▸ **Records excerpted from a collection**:
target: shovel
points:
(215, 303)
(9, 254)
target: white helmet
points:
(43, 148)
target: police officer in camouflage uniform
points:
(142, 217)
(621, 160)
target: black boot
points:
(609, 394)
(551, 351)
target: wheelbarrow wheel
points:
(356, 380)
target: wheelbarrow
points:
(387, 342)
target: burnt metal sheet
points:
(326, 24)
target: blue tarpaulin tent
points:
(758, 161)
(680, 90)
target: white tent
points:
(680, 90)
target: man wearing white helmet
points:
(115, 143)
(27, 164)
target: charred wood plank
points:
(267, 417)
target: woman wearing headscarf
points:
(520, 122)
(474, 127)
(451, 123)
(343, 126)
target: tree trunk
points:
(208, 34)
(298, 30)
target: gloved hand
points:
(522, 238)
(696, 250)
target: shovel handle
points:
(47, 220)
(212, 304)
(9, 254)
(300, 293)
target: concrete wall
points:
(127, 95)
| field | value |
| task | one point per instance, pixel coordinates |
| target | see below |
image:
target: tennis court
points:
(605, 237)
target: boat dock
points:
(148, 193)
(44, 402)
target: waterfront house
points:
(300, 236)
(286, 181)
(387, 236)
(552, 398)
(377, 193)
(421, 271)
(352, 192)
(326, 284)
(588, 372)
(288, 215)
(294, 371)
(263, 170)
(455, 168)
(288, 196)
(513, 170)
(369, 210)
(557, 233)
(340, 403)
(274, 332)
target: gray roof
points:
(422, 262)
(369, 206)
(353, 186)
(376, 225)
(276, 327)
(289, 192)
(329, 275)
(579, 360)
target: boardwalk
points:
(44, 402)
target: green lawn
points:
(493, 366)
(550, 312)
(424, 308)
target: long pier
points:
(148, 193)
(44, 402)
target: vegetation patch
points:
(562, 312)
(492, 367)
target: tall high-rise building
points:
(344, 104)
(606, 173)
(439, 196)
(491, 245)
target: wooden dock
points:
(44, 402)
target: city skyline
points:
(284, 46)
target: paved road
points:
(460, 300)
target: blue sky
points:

▸ **About this exercise**: Could you copy out all of the records above exactly?

▸ **Response area**:
target: shovel
points:
(215, 303)
(9, 254)
target: white helmet
points:
(43, 148)
target: police officer in camouflage uniform
points:
(142, 217)
(621, 160)
target: black boot
points:
(609, 394)
(551, 351)
target: wheelbarrow wheel
points:
(356, 380)
target: wheelbarrow
points:
(387, 342)
target: burnt metal sheet
points:
(326, 24)
target: blue tarpaulin tent
points:
(758, 161)
(680, 90)
target: white tent
points:
(680, 90)
target: man wearing white helmet
points:
(115, 143)
(27, 164)
target: charred wood plank
points:
(267, 417)
target: woman wearing headscarf
points:
(520, 122)
(474, 127)
(451, 123)
(343, 126)
target: tree trunk
points:
(208, 34)
(298, 30)
target: gloved hand
points:
(522, 238)
(696, 250)
target: shovel handle
points:
(47, 220)
(212, 304)
(9, 254)
(300, 293)
target: concrete wall
points:
(127, 95)
| field | value |
| task | one point per instance, pixel coordinates |
| target | see below |
image:
target: tennis court
points:
(605, 237)
target: boat dock
points:
(148, 193)
(44, 402)
target: waterfront house
points:
(300, 236)
(286, 181)
(387, 236)
(552, 398)
(377, 193)
(421, 271)
(352, 192)
(326, 284)
(588, 372)
(288, 215)
(294, 371)
(263, 170)
(455, 168)
(288, 196)
(513, 170)
(369, 210)
(557, 233)
(340, 403)
(274, 332)
target: gray roof
points:
(422, 262)
(369, 206)
(353, 186)
(376, 225)
(276, 327)
(289, 192)
(329, 275)
(579, 360)
target: boardwalk
points:
(44, 402)
target: green lawn
points:
(493, 366)
(550, 312)
(424, 308)
target: long pier
points:
(148, 193)
(44, 402)
target: vegetation patch
points:
(562, 312)
(492, 367)
target: tall high-rise building
points:
(344, 104)
(606, 173)
(439, 196)
(491, 245)
target: wooden dock
points:
(44, 402)
target: city skyline
points:
(284, 46)
target: paved road
points:
(460, 300)
target: blue sky
points:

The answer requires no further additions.